# [Exercise inputs]
⁂

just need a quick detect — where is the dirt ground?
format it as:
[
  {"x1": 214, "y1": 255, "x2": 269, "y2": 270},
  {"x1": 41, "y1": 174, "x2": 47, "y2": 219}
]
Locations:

⁂

# [What to work on]
All of the entries should be written out again exactly.

# [Written response]
just need a quick detect — where is the dirt ground?
format it as:
[
  {"x1": 214, "y1": 255, "x2": 269, "y2": 270},
  {"x1": 41, "y1": 174, "x2": 47, "y2": 219}
]
Locations:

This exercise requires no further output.